文書抜粋:
━━━━

日本語LLMの"1トークン"は何文字相当なのか?
TR:TL
- 最近、日本語のLLMが続々公開されているが、各LLMが何文字まで生成可能なのかを知りたい。
- Rakudaのデータで各LLMのトークナイザーの「1トークンあたりの文字数」を調べた。
- 標準的な日本語特化のLLMでは2.0~2.6文字/トークン程度、一方で、GPT-4/3.50.96文字/トークン程度。
背景
最近、日本語でも使えるLLMが続々と公開されています。特に、GPT-3.5-turboやGPT-4は、8192トークンという大きい最大トークン長を誇っています。一方で、LINEのjapanese-large-lmなどの2023年時点で公開されている公開されている日本語LLMの多くは、2048トークンが最大トークン数になっている場合が多いです。額面上、LINEのLLMは、OpenAI GPT-3.5の1/4の長さのテキスしか生成できないように見えますが、それぞれのトークナイザーは異なる語彙を持っているので、実際に生成できるテキストはもっと長いはずです。では、公開されている日本語LLMは実際何文字のテキストを生成できるのでしょうか?

━━━━

提供データ:
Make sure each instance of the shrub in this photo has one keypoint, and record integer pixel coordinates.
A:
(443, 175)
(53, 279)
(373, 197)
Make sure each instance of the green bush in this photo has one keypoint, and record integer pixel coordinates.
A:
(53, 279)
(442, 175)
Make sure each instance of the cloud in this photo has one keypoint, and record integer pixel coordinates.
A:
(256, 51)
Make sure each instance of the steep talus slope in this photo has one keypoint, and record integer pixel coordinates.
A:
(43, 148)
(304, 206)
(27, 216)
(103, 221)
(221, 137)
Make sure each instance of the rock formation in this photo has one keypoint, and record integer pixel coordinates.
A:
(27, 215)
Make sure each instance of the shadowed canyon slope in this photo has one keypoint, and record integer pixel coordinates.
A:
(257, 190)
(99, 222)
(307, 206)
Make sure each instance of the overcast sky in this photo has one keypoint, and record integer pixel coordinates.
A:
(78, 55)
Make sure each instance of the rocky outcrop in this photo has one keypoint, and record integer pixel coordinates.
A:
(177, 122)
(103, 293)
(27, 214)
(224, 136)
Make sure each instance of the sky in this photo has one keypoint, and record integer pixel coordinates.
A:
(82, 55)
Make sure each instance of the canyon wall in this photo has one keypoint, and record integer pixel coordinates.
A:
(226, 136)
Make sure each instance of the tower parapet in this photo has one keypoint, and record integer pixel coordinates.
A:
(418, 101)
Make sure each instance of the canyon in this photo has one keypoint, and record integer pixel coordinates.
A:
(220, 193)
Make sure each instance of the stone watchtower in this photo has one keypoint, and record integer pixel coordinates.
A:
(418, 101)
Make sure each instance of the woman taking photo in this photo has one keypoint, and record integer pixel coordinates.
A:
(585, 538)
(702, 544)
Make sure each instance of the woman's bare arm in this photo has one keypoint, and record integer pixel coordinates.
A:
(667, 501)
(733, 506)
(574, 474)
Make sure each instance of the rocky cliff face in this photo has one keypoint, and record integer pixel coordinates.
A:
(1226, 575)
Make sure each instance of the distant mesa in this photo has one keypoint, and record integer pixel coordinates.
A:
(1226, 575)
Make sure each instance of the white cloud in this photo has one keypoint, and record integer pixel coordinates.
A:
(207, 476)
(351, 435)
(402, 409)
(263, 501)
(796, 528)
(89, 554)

━━━━

文書抜粋にある「特に、GPT-3.5-turboやGPT-4は、8192トークンという大きい最大トークン長を誇っています。」という一文を英語に訳しなさい。 提供データの各行は、文書抜粋の内容とは関係がありません。

In particular, GPT-3.5-turbo and GPT-4 boast a large maximum token length of 8192 tokens.